>> Begin
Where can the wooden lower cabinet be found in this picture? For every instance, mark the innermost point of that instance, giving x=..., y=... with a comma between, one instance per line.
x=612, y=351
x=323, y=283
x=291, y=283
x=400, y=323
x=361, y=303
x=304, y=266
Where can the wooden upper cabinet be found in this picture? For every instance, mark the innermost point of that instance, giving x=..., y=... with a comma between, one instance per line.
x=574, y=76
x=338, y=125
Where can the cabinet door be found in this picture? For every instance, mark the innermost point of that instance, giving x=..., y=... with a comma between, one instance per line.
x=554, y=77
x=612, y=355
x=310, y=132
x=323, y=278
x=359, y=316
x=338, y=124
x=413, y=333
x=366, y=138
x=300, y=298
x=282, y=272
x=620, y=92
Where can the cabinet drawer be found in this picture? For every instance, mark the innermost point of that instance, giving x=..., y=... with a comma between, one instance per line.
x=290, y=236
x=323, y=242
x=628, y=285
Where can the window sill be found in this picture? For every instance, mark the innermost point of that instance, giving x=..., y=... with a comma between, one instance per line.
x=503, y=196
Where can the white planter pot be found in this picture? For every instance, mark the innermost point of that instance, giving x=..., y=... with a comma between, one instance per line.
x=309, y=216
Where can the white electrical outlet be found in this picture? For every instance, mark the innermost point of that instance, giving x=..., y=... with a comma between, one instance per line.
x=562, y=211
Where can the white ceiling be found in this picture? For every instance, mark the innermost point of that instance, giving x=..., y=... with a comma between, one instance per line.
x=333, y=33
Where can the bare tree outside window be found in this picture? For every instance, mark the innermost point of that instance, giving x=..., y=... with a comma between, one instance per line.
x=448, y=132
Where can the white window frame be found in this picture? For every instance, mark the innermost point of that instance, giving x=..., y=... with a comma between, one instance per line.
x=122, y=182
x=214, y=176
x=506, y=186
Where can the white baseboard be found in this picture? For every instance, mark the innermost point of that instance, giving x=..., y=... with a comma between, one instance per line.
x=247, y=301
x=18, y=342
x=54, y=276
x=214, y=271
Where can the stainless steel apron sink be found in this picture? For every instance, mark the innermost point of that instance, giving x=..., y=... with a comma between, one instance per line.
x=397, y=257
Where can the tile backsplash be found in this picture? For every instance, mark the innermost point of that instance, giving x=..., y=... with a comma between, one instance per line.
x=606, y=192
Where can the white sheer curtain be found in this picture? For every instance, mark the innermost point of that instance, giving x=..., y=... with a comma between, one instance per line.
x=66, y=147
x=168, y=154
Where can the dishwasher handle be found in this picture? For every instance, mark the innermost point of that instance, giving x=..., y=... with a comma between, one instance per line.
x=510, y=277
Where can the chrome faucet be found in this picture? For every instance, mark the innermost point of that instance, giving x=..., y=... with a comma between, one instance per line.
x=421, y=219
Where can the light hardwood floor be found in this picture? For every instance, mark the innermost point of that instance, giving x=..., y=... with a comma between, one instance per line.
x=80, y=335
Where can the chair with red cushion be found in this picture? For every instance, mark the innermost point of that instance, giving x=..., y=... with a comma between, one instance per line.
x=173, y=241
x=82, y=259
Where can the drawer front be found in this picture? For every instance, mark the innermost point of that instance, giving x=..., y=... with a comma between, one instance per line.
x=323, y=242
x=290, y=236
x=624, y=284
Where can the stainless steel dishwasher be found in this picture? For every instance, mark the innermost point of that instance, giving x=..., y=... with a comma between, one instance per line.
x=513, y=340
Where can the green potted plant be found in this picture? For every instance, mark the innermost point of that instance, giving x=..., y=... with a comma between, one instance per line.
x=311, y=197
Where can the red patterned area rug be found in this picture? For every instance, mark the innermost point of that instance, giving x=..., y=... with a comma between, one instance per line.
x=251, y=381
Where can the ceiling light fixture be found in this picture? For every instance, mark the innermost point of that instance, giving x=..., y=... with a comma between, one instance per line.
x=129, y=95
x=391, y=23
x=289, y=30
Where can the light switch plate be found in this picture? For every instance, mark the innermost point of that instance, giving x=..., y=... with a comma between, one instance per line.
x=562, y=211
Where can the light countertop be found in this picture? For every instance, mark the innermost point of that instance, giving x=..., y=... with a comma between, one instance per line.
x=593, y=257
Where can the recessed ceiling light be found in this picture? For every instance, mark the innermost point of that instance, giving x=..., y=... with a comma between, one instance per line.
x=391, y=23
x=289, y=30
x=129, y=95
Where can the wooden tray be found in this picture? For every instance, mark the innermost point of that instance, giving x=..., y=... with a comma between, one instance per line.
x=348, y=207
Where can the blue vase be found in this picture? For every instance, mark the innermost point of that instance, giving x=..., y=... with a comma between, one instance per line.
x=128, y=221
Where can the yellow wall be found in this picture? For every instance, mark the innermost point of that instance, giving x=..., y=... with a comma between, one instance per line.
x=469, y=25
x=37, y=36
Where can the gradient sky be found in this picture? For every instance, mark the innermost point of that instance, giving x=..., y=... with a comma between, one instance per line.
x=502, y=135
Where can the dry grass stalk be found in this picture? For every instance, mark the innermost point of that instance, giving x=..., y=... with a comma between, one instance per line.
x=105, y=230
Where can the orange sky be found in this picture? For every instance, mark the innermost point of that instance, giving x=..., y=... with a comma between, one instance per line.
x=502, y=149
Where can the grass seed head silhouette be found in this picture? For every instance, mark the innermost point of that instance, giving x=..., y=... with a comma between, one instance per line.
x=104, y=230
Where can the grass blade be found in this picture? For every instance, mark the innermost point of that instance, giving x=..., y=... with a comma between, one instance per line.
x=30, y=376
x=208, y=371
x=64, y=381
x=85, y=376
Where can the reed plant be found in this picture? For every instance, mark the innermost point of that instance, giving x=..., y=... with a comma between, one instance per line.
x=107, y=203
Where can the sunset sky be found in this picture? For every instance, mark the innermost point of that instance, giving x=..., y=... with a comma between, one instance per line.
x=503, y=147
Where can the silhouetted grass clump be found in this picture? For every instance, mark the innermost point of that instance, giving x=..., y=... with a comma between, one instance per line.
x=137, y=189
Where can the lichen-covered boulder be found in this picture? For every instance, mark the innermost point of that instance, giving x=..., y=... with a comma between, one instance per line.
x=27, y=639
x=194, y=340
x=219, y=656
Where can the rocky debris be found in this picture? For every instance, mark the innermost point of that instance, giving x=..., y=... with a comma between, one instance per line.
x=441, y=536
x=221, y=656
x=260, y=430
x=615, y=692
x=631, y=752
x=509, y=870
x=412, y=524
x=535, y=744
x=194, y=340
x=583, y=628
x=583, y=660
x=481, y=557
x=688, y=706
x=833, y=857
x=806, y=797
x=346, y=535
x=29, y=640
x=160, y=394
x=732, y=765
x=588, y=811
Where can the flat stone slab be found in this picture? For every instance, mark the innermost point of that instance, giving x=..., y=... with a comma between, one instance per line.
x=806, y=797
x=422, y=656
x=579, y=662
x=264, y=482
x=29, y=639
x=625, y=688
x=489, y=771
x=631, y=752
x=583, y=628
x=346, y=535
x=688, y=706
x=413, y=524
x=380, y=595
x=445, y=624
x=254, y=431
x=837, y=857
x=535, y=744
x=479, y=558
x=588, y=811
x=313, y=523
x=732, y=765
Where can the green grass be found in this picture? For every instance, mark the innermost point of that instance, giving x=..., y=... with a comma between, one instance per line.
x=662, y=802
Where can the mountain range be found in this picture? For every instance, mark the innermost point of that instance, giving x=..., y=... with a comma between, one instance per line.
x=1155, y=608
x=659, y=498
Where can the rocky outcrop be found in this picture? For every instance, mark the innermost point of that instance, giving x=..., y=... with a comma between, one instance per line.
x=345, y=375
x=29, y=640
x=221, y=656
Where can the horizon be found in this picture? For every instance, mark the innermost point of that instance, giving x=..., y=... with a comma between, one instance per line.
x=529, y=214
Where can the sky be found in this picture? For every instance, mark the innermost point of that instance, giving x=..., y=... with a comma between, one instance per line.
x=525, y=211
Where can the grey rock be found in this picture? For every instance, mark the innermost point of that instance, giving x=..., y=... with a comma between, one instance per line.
>> End
Exercise instructions =
Repeat, exactly and only, the lines above from the one containing "Where can the flat" through the end of the material.

Result for this task =
Where can the flat stone slab be found in this picture? For every instance, mark the innermost point of that instance, giving x=..., y=... with a comma between, one instance per line.
x=806, y=797
x=422, y=656
x=579, y=662
x=264, y=482
x=29, y=639
x=625, y=688
x=489, y=771
x=631, y=752
x=583, y=628
x=346, y=535
x=688, y=706
x=413, y=524
x=380, y=595
x=445, y=624
x=254, y=431
x=837, y=857
x=535, y=744
x=479, y=558
x=588, y=811
x=313, y=523
x=732, y=765
Where can the green grass be found in this picture? For every instance, mark the innermost point of that instance, giving x=..., y=... with a comma between, one instance per line.
x=662, y=802
Where can the mountain range be found in this picture? For every instance, mark the innermost point of that instance, giving x=..., y=... with a comma between, one instance per line.
x=1155, y=608
x=659, y=498
Where can the rocky outcrop be found in this picture? For every instance, mark the innermost point of that instance, giving x=..., y=... with a comma between, one instance per line.
x=345, y=375
x=29, y=640
x=221, y=656
Where can the horizon be found in this picture? For every instance, mark the innermost point of that instance, giving x=..., y=... with a comma between, one instance per line.
x=529, y=214
Where can the sky be found in this picture? For every instance, mark the innermost point of that instance, giving x=..., y=... with a comma between, one instance per line.
x=525, y=211
Where can the grey rock be found in this picture? For every instance, mark the innermost point of that instance, giving x=..., y=... with a comma between, one instance per line.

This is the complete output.